## What the task requires
List every line in the material below that contains the word "palm", copying each one in full. Case counts.

## Data shown
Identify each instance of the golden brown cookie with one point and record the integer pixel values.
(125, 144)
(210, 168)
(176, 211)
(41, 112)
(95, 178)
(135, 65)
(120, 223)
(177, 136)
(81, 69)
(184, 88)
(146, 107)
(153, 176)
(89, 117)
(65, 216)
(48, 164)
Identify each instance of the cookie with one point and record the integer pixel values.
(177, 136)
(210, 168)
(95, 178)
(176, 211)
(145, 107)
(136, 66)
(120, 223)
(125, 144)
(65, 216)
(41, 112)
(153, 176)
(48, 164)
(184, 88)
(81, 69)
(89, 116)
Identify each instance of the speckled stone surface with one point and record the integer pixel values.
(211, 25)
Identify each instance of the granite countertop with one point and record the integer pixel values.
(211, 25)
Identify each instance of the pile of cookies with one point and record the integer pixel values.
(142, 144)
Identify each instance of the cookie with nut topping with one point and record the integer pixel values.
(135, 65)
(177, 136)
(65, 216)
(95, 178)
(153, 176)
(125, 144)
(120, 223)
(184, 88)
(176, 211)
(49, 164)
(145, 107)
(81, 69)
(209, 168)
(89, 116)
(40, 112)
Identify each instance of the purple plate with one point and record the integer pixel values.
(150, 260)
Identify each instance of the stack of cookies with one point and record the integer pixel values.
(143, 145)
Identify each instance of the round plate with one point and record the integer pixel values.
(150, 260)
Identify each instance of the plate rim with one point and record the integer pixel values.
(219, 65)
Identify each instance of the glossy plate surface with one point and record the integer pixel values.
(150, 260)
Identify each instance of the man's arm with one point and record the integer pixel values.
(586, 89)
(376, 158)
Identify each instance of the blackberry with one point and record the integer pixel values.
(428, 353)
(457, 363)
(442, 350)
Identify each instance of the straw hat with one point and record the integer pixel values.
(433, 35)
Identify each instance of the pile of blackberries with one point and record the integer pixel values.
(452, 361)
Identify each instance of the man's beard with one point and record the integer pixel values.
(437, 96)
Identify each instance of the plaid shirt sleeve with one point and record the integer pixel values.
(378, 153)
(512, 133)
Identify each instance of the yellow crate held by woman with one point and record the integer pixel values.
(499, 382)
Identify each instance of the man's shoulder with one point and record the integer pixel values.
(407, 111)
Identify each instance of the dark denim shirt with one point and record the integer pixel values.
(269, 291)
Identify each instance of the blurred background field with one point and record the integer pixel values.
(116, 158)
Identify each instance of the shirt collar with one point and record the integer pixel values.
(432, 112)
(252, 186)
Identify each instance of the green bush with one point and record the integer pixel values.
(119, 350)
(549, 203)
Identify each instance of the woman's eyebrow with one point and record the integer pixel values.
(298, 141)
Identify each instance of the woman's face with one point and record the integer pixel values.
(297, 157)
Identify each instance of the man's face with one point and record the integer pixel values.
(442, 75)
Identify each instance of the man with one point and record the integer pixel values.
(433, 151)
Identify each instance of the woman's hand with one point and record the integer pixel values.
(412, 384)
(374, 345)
==
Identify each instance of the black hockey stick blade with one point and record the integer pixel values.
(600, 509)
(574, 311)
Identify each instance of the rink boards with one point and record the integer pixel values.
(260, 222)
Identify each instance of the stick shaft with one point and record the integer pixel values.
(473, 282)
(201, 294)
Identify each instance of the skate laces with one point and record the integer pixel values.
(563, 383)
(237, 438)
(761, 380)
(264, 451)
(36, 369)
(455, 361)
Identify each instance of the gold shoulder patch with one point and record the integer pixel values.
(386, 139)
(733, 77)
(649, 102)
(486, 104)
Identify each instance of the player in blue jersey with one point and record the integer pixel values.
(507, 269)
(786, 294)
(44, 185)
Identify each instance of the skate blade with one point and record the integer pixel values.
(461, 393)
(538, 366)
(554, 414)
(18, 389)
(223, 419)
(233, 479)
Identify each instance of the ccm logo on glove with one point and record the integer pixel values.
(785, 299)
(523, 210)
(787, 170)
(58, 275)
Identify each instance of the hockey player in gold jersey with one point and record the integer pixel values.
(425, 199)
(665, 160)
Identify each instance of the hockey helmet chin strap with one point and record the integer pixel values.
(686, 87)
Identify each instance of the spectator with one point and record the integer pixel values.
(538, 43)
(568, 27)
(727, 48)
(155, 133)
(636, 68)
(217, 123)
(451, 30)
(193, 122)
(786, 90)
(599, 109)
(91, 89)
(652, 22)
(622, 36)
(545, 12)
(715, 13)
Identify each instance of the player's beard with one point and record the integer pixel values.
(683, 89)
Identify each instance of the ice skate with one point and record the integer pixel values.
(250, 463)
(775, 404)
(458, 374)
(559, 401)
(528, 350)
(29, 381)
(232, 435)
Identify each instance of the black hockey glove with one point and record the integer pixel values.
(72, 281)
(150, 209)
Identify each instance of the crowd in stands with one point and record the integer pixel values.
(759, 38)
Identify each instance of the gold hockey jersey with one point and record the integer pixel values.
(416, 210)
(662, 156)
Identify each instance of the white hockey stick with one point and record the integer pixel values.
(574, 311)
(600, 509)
* * *
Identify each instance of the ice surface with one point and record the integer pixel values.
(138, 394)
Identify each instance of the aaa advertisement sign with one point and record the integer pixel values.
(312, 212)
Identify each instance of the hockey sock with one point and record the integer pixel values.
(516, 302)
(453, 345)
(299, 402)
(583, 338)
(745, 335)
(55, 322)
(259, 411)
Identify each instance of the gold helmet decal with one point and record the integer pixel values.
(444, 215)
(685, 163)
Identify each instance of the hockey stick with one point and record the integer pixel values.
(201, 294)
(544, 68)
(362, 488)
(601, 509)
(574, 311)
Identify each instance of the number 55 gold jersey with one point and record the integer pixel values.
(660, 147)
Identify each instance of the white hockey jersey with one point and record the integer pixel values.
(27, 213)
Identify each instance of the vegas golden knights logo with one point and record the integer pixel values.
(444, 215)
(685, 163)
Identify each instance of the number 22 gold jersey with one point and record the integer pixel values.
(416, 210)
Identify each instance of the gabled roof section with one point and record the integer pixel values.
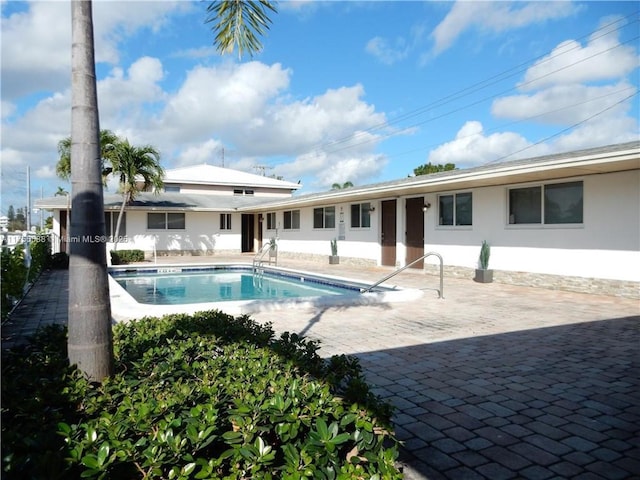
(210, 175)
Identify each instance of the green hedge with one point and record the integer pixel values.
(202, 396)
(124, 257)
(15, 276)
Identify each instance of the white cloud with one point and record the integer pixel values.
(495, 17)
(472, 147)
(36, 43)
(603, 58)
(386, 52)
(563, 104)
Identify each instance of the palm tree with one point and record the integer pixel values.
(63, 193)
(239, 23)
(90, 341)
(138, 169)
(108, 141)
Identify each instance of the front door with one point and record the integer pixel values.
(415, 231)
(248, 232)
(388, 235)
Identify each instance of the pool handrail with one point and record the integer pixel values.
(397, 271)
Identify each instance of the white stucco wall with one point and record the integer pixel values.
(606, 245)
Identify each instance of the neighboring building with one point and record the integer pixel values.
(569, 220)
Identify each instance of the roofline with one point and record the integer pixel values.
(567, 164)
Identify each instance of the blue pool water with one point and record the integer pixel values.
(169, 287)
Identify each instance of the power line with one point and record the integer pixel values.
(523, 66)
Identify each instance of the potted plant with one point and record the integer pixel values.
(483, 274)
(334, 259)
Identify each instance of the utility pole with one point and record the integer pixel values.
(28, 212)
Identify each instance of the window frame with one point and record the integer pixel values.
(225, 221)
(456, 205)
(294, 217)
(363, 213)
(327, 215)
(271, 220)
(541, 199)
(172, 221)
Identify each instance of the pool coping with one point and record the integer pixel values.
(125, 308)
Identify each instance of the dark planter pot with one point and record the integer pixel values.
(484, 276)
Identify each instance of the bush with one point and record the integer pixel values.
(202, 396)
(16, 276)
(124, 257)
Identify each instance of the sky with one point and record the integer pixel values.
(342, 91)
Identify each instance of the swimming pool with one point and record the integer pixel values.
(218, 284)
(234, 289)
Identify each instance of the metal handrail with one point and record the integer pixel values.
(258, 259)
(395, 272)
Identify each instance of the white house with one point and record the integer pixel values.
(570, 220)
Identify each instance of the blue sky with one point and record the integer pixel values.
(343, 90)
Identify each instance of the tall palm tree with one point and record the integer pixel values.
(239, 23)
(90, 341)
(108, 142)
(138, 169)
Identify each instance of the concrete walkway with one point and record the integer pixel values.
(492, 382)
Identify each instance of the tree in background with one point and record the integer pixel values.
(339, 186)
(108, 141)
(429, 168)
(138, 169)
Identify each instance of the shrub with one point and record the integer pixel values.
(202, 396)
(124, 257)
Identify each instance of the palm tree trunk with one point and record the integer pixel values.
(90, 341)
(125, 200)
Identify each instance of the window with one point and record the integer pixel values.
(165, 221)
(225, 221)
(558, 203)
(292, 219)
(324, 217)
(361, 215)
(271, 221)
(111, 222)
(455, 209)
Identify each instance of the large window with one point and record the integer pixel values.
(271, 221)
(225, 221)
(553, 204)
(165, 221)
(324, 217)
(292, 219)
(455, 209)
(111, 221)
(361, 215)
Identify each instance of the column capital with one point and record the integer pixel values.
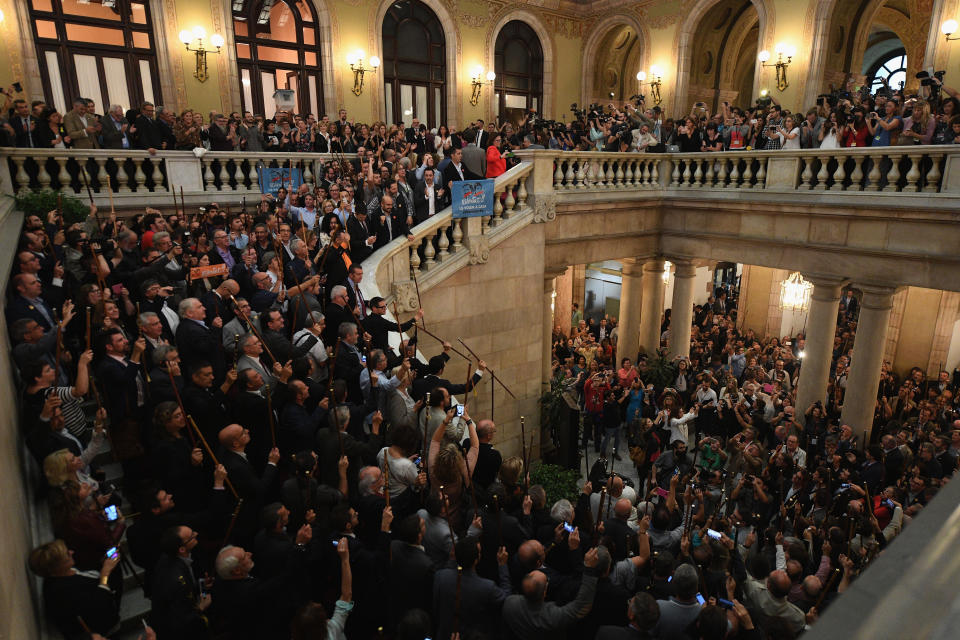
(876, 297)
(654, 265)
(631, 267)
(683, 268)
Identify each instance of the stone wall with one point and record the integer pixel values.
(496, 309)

## Response
Identify each instance of the palm tree with one point and record the integer pixel values.
Identify each instance of the tall palm tree with one point and record the integer pixel values.
Identify each instance of the palm tree trunk with one point and record the integer pixel values.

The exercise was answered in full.